● **DATA ENTRIES**
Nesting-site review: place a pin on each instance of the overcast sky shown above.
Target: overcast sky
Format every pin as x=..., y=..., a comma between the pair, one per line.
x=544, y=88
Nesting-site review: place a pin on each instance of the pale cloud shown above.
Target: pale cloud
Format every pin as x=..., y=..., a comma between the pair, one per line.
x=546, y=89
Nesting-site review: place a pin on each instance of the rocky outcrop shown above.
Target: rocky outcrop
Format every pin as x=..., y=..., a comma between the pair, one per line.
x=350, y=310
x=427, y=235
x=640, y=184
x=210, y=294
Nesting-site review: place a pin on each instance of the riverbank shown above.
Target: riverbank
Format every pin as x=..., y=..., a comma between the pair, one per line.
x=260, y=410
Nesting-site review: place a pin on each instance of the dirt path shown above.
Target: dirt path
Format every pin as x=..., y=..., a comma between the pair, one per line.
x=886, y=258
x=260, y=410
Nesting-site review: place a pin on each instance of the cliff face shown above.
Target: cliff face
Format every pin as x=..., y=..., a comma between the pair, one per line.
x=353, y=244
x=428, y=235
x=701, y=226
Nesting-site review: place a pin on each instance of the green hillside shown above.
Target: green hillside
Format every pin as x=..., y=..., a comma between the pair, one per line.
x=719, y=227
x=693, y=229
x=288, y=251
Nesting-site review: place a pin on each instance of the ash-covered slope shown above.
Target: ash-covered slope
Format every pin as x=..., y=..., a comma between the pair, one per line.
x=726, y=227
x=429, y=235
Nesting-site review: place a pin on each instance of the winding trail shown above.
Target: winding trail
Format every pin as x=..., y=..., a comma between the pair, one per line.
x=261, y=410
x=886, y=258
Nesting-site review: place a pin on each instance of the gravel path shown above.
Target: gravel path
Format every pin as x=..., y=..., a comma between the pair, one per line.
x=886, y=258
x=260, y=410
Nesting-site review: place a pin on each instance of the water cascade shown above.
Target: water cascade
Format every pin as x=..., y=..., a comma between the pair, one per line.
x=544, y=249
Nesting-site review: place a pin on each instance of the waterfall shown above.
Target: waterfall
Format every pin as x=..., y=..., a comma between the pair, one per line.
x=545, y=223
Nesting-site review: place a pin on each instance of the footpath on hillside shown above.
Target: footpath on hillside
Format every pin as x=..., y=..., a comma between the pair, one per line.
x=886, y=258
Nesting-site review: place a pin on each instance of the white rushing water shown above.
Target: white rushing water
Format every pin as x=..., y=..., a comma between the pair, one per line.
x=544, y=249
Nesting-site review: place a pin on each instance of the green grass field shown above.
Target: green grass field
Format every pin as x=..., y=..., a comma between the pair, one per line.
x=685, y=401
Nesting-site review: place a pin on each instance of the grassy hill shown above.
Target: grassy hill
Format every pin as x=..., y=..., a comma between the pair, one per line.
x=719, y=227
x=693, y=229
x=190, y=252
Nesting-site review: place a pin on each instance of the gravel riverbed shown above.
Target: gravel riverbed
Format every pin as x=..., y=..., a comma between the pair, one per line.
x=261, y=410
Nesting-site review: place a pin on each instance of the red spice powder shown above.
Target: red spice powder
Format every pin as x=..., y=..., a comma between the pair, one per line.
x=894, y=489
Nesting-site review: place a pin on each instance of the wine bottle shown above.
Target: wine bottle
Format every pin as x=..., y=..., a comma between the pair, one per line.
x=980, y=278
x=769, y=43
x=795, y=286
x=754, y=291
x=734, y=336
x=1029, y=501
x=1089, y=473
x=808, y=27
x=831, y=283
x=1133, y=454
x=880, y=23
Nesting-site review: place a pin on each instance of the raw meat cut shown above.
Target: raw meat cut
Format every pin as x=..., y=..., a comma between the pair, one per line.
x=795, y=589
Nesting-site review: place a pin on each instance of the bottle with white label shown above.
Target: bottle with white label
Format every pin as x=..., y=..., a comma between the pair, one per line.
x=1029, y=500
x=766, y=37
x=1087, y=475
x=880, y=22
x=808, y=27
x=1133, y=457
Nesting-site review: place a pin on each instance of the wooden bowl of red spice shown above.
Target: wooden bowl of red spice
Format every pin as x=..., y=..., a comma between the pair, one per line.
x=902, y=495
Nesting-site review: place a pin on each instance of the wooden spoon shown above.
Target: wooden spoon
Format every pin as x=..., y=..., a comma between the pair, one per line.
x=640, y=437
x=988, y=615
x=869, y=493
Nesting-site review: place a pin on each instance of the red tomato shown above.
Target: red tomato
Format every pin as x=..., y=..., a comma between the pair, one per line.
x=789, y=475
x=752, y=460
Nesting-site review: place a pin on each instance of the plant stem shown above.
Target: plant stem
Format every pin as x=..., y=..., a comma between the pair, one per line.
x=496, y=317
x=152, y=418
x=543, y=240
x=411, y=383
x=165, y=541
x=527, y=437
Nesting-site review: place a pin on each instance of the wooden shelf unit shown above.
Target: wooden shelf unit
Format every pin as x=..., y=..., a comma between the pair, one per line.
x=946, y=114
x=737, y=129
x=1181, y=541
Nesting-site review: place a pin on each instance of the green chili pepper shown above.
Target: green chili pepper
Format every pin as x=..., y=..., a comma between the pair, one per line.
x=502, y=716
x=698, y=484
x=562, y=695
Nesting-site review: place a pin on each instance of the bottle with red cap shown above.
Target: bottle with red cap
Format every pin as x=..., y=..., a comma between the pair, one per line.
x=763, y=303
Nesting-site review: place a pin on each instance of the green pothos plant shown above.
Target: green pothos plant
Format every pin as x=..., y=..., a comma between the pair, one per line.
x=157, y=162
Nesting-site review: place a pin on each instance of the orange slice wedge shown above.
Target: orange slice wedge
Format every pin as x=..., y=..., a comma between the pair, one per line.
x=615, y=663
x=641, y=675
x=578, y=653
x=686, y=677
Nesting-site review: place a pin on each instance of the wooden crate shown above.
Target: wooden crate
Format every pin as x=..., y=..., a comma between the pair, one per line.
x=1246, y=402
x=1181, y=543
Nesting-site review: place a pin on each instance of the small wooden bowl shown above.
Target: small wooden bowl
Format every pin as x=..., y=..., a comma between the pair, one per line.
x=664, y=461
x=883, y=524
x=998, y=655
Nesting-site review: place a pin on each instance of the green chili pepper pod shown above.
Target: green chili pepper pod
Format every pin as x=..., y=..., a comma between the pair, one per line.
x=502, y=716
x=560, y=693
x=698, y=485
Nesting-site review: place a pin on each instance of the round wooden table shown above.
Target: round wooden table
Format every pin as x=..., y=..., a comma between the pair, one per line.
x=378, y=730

● **WHAT YOU HAVE TO DO**
Format all the records above as a Markdown table with the columns Row and Line. Give each non-blank line its own numbered row and leave out blank lines.

● **RESULT OF THIS EXERCISE**
| Row | Line |
|---|---|
| 1 | Nesting-site review: place a pin on each instance of the overcast sky shown above. |
| 2 | Target: overcast sky |
| 3 | Format every pin as x=..., y=..., a comma between the pair, one per line. |
| 4 | x=544, y=88 |
| 5 | Nesting-site review: place a pin on each instance of the pale cloud shown above. |
| 6 | Target: pale cloud |
| 7 | Format every pin as x=..., y=..., a comma between the pair, one per line. |
| 8 | x=546, y=89 |
| 9 | Nesting-site review: place a pin on each instance of the rocky outcrop shown above. |
| 10 | Target: rocky outcrop |
| 11 | Format every pin as x=..., y=..., a comma between the pair, one per line. |
| 12 | x=350, y=310 |
| 13 | x=427, y=235 |
| 14 | x=640, y=184 |
| 15 | x=210, y=294 |
| 16 | Nesting-site review: place a pin on each instance of the riverbank shown above. |
| 17 | Target: riverbank |
| 18 | Format every pin as x=..., y=..., a comma between the pair, one per line. |
| 19 | x=260, y=410 |
| 20 | Nesting-site review: place a pin on each instance of the dirt path shown above. |
| 21 | Target: dirt path |
| 22 | Format every pin as x=..., y=..., a comma between the pair, one per line. |
| 23 | x=886, y=258 |
| 24 | x=260, y=410 |
| 25 | Nesting-site review: place a pin on each instance of the cliff face shown above. |
| 26 | Target: cliff face |
| 27 | Format every pin as x=..., y=..., a comma between the pair, one per line. |
| 28 | x=353, y=244 |
| 29 | x=428, y=235 |
| 30 | x=701, y=226 |
| 31 | Nesting-site review: place a pin on each instance of the green hillside shown above. |
| 32 | Target: green hillside |
| 33 | Format every pin as x=..., y=..., a comma between the pair, one per line. |
| 34 | x=719, y=227 |
| 35 | x=693, y=229 |
| 36 | x=288, y=251 |
| 37 | Nesting-site review: place a pin on each instance of the ash-covered slope shown above. |
| 38 | Target: ash-covered slope |
| 39 | Format every pin as x=..., y=..., a comma between the pair, one per line. |
| 40 | x=726, y=227 |
| 41 | x=429, y=235 |
| 42 | Nesting-site review: place a pin on each instance of the winding trail shown above. |
| 43 | Target: winding trail |
| 44 | Format every pin as x=..., y=..., a comma between the pair, one per line. |
| 45 | x=261, y=410 |
| 46 | x=886, y=258 |
| 47 | Nesting-site review: place a pin on each instance of the gravel path shown above. |
| 48 | Target: gravel path |
| 49 | Format every pin as x=..., y=..., a comma between the pair, one per line. |
| 50 | x=886, y=258 |
| 51 | x=260, y=410 |
| 52 | Nesting-site review: place a pin on each instance of the water cascade shown above. |
| 53 | Target: water cascade |
| 54 | Format every pin as x=..., y=..., a comma between the pair, one per line. |
| 55 | x=544, y=249 |
| 56 | Nesting-site review: place a pin on each instance of the waterfall shown above. |
| 57 | Target: waterfall |
| 58 | Format every pin as x=..., y=..., a comma between the pair, one per line. |
| 59 | x=545, y=223 |
| 60 | Nesting-site review: place a pin on each instance of the footpath on hillside shown above. |
| 61 | Target: footpath on hillside |
| 62 | Format every pin as x=..., y=..., a comma between the pair, one per line. |
| 63 | x=886, y=258 |
| 64 | Nesting-site review: place a pin on each instance of the white rushing water shown above. |
| 65 | Target: white rushing water |
| 66 | Format every pin as x=..., y=..., a comma between the pair, one per line. |
| 67 | x=544, y=249 |
| 68 | Nesting-site review: place a pin on each instance of the green grass field shown above. |
| 69 | Target: green grass field |
| 70 | Format every pin as x=..., y=..., a comma between the pair, one per line. |
| 71 | x=685, y=401 |
| 72 | Nesting-site review: place a pin on each instance of the grassy hill shown above. |
| 73 | Target: grassy hill |
| 74 | Format every pin as x=..., y=..., a comma between the pair, one per line. |
| 75 | x=719, y=227 |
| 76 | x=693, y=229 |
| 77 | x=190, y=252 |
| 78 | Nesting-site review: place a pin on each instance of the gravel riverbed shown above. |
| 79 | Target: gravel riverbed |
| 80 | Format every pin as x=..., y=..., a comma between the pair, one per line. |
| 81 | x=261, y=410 |
| 82 | Nesting-site review: place a pin on each instance of the red spice powder shown above. |
| 83 | Target: red spice powder |
| 84 | Format every pin as x=..., y=..., a comma between the pair, one per line. |
| 85 | x=894, y=489 |
| 86 | Nesting-site review: place a pin on each instance of the wine bottle shown above. |
| 87 | Target: wine bottle |
| 88 | Format every pin as x=..., y=..., a comma between the pair, one per line. |
| 89 | x=980, y=278 |
| 90 | x=769, y=43 |
| 91 | x=795, y=286 |
| 92 | x=754, y=291 |
| 93 | x=734, y=336 |
| 94 | x=1029, y=501 |
| 95 | x=1089, y=473 |
| 96 | x=808, y=27 |
| 97 | x=831, y=283 |
| 98 | x=1133, y=454 |
| 99 | x=880, y=23 |
| 100 | Nesting-site review: place a pin on each instance of the raw meat cut shown above. |
| 101 | Target: raw meat cut |
| 102 | Format every pin as x=..., y=..., a comma between the pair, one per line. |
| 103 | x=795, y=589 |
| 104 | Nesting-site review: place a pin on each instance of the bottle with white label shown above. |
| 105 | Target: bottle with white label |
| 106 | Format every pin as x=..., y=..., a comma between the pair, one per line. |
| 107 | x=1029, y=500 |
| 108 | x=766, y=37 |
| 109 | x=1087, y=475 |
| 110 | x=880, y=22 |
| 111 | x=808, y=27 |
| 112 | x=1133, y=457 |
| 113 | Nesting-site review: place a pin on each instance of the wooden bowl of red spice shown above. |
| 114 | Target: wooden bowl of red spice |
| 115 | Format every pin as x=..., y=..., a comma between the pair, one per line. |
| 116 | x=902, y=495 |
| 117 | Nesting-site review: place a pin on each instance of the wooden spoon shown above. |
| 118 | Target: wooden spoon |
| 119 | Format every pin as x=..., y=..., a comma between the pair, one per line. |
| 120 | x=640, y=437 |
| 121 | x=988, y=615 |
| 122 | x=869, y=493 |
| 123 | Nesting-site review: place a pin on each instance of the red tomato shown above. |
| 124 | Target: red tomato |
| 125 | Format every pin as x=..., y=..., a comma between the pair, one per line. |
| 126 | x=789, y=475 |
| 127 | x=752, y=460 |
| 128 | Nesting-site review: place a pin on each instance of the plant stem shown above. |
| 129 | Target: plant stem |
| 130 | Format every pin as x=..., y=..., a comma between the pair, one per line. |
| 131 | x=496, y=317 |
| 132 | x=152, y=418 |
| 133 | x=543, y=240 |
| 134 | x=411, y=383 |
| 135 | x=165, y=541 |
| 136 | x=527, y=437 |
| 137 | Nesting-site review: place a pin on each instance of the wooden shelf unit shown above. |
| 138 | Target: wooden shelf unit |
| 139 | Format every pin as x=..., y=..., a comma between the pair, one per line. |
| 140 | x=946, y=114 |
| 141 | x=737, y=129 |
| 142 | x=1181, y=541 |
| 143 | Nesting-site review: place a pin on each instance of the green chili pepper shown above. |
| 144 | Target: green chili pepper |
| 145 | Format every pin as x=..., y=..., a comma between the pair, one per line. |
| 146 | x=502, y=716 |
| 147 | x=698, y=484 |
| 148 | x=562, y=695 |
| 149 | Nesting-site review: place a pin on each instance of the bottle with red cap shown above. |
| 150 | Target: bottle with red cap |
| 151 | Format every pin as x=..., y=..., a comma between the pair, one per line. |
| 152 | x=763, y=303 |
| 153 | Nesting-site review: place a pin on each instance of the green pothos plant shown above. |
| 154 | Target: green pothos plant |
| 155 | Format every pin as x=..., y=..., a comma between the pair, one per line. |
| 156 | x=157, y=162 |
| 157 | Nesting-site review: place a pin on each instance of the orange slice wedge shown above. |
| 158 | Target: orange slice wedge |
| 159 | Format every pin as x=..., y=..., a comma between the pair, one per line. |
| 160 | x=615, y=663 |
| 161 | x=641, y=675 |
| 162 | x=578, y=653 |
| 163 | x=686, y=677 |
| 164 | Nesting-site review: place a pin on each instance of the wooden crate shown above. |
| 165 | Target: wooden crate |
| 166 | Format every pin as x=..., y=..., a comma between the pair, one per line. |
| 167 | x=1246, y=402 |
| 168 | x=1181, y=543 |
| 169 | Nesting-site review: place a pin on each instance of the small wooden bowl shown above. |
| 170 | Target: small wooden bowl |
| 171 | Format every pin as x=..., y=..., a comma between the pair, one per line. |
| 172 | x=664, y=461 |
| 173 | x=883, y=524 |
| 174 | x=998, y=655 |
| 175 | Nesting-site review: place a pin on each instance of the green chili pepper pod shown above. |
| 176 | Target: green chili pepper pod |
| 177 | Format every pin as x=..., y=..., a comma between the pair, one per line. |
| 178 | x=502, y=716 |
| 179 | x=560, y=693 |
| 180 | x=698, y=485 |
| 181 | Nesting-site review: place a pin on each instance of the round wooden table shown above. |
| 182 | Target: round wooden table |
| 183 | Format every pin as x=..., y=..., a comma between the pair, one per line. |
| 184 | x=378, y=730 |